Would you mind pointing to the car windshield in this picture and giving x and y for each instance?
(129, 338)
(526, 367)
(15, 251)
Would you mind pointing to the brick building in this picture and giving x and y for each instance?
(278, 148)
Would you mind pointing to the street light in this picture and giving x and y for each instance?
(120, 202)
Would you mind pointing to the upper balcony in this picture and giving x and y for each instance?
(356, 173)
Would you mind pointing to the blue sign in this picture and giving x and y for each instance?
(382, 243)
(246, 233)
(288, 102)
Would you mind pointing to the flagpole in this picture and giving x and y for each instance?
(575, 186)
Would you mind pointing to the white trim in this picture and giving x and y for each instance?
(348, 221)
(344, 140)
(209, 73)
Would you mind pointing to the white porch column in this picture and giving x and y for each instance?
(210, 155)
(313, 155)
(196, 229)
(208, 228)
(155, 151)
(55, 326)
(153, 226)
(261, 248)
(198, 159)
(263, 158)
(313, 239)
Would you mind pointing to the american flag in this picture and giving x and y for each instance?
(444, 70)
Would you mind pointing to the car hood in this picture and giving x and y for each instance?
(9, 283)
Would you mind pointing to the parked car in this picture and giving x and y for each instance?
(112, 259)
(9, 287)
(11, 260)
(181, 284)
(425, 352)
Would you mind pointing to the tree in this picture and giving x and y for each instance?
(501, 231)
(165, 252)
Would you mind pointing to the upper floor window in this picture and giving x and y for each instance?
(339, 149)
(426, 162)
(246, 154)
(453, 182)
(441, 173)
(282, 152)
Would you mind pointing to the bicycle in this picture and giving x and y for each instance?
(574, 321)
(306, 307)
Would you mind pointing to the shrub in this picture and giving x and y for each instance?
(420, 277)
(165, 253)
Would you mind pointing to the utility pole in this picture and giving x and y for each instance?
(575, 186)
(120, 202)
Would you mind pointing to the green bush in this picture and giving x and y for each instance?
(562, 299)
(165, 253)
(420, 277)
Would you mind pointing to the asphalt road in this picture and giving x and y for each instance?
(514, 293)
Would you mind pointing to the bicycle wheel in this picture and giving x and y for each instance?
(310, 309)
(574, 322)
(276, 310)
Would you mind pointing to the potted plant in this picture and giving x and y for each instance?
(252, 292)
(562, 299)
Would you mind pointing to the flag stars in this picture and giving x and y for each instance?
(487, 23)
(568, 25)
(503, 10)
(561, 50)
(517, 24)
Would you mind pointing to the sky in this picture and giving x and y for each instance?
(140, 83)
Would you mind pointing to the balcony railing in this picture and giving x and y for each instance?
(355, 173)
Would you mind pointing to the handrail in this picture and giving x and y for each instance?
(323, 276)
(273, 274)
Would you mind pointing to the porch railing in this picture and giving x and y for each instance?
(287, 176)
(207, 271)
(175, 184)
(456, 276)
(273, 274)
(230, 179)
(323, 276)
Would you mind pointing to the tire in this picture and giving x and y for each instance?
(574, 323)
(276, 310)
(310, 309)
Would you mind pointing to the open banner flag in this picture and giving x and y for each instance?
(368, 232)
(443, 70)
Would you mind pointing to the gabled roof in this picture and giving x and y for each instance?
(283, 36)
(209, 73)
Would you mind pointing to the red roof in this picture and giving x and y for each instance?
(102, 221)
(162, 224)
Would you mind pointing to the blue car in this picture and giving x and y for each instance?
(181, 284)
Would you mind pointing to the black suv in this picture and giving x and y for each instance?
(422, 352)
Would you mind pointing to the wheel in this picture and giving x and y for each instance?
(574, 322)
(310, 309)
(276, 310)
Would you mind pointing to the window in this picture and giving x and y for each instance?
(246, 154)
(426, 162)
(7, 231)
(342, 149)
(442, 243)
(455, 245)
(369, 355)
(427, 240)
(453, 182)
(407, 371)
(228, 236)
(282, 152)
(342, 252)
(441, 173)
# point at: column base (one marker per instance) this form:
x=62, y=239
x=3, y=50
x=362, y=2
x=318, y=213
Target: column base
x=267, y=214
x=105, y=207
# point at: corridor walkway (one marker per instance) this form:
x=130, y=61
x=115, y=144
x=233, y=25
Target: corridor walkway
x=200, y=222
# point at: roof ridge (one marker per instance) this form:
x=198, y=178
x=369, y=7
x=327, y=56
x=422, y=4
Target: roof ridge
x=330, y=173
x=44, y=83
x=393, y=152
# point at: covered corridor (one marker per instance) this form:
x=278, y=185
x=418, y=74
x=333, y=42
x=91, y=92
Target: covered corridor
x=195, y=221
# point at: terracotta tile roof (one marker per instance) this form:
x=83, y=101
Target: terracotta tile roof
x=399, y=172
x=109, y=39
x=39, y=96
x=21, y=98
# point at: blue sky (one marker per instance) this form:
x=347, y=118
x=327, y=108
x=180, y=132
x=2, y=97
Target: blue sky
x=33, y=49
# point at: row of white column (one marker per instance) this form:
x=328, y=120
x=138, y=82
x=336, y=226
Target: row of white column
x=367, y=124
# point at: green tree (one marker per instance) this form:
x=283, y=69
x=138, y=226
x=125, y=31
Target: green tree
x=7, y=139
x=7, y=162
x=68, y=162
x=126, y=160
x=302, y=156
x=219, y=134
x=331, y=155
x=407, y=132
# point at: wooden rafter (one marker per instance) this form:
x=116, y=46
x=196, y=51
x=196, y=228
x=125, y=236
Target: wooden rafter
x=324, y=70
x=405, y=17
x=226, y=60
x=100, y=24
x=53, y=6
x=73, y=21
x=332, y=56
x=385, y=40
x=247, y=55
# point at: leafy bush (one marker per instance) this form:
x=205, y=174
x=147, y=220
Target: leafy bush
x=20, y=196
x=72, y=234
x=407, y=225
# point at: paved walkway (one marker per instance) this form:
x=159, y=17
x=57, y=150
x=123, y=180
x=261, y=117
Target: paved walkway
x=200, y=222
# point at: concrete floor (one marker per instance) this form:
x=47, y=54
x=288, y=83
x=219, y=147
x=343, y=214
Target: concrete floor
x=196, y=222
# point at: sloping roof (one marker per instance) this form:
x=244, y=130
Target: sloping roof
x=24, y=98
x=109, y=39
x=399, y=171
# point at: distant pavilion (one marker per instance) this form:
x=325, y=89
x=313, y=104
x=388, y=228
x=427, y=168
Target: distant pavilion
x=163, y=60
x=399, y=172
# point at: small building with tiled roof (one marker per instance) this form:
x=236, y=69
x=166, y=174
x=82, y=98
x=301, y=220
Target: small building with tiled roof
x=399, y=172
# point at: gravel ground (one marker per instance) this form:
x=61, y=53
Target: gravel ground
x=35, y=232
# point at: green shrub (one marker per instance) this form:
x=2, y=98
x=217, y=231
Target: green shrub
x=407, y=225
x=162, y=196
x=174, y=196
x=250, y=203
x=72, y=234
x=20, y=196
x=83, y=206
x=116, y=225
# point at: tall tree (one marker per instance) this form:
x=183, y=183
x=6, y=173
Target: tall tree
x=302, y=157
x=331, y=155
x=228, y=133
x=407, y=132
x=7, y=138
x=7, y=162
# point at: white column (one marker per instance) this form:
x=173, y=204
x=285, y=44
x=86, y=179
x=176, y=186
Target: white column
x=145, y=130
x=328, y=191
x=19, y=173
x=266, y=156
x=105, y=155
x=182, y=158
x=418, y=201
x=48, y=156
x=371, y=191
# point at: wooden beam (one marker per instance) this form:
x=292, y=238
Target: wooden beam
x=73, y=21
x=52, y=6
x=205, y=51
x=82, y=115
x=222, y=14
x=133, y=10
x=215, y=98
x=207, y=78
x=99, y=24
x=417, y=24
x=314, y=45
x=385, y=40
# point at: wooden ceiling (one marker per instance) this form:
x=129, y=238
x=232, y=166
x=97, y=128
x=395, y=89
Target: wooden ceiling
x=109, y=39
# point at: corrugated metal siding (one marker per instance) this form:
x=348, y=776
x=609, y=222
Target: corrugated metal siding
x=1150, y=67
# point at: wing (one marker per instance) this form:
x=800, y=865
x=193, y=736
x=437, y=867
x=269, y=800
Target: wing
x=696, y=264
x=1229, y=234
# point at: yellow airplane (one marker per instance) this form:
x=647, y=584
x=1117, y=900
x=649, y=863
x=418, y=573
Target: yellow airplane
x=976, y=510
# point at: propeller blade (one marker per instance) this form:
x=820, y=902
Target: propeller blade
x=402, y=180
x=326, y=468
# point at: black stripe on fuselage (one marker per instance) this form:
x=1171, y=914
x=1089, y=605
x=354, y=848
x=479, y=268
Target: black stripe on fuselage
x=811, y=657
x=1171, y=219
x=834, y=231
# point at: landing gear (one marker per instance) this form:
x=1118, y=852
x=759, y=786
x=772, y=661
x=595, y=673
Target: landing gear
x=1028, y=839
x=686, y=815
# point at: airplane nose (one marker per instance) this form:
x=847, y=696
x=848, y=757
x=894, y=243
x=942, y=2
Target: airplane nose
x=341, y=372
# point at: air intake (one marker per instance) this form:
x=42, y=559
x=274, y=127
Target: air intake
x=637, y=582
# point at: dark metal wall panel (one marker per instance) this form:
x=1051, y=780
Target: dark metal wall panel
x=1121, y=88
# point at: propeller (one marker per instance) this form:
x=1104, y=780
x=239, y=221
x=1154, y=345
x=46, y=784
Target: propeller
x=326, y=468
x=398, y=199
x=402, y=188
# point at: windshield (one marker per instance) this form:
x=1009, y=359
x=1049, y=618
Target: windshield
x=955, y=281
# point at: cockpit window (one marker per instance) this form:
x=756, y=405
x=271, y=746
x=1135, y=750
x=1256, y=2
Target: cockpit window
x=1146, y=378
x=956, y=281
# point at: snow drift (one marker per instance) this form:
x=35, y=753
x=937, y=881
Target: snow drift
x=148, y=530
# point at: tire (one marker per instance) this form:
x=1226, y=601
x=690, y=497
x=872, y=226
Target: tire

------------------------

» Work order
From the data above, return every line from the line that has "x=183, y=183" up to and including the line that has "x=354, y=848", exactly.

» Answer to the exercise
x=183, y=183
x=6, y=173
Target: tall tree
x=302, y=157
x=331, y=155
x=228, y=133
x=407, y=132
x=7, y=138
x=7, y=162
# point at: white column (one marker per instance) this form:
x=173, y=204
x=285, y=44
x=86, y=179
x=176, y=186
Target: white column
x=145, y=130
x=328, y=191
x=19, y=173
x=266, y=156
x=105, y=155
x=182, y=158
x=418, y=201
x=48, y=156
x=371, y=191
# point at: wooden beam (one marker per instance) this form:
x=292, y=238
Target: wooden beam
x=73, y=21
x=52, y=6
x=205, y=51
x=82, y=115
x=222, y=14
x=133, y=10
x=215, y=98
x=207, y=78
x=99, y=24
x=417, y=24
x=314, y=45
x=385, y=40
# point at: wooden ceiling (one marker per instance) this form:
x=129, y=238
x=232, y=166
x=97, y=128
x=395, y=89
Target: wooden ceiling
x=109, y=39
# point at: corrugated metal siding (one marker per instance) this form:
x=348, y=776
x=609, y=222
Target: corrugated metal siding
x=1150, y=67
# point at: wing (one marker per instance) this form:
x=800, y=865
x=193, y=736
x=437, y=867
x=269, y=800
Target: wing
x=696, y=264
x=1229, y=234
# point at: yellow airplane (one marker per instance) this form:
x=647, y=584
x=1117, y=900
x=649, y=863
x=418, y=573
Target: yellow airplane
x=976, y=510
# point at: propeller blade (one marker per instance) this form:
x=820, y=902
Target: propeller blade
x=402, y=180
x=326, y=468
# point at: black stripe on fuselage (one marker per instance) this form:
x=1171, y=914
x=1089, y=605
x=354, y=848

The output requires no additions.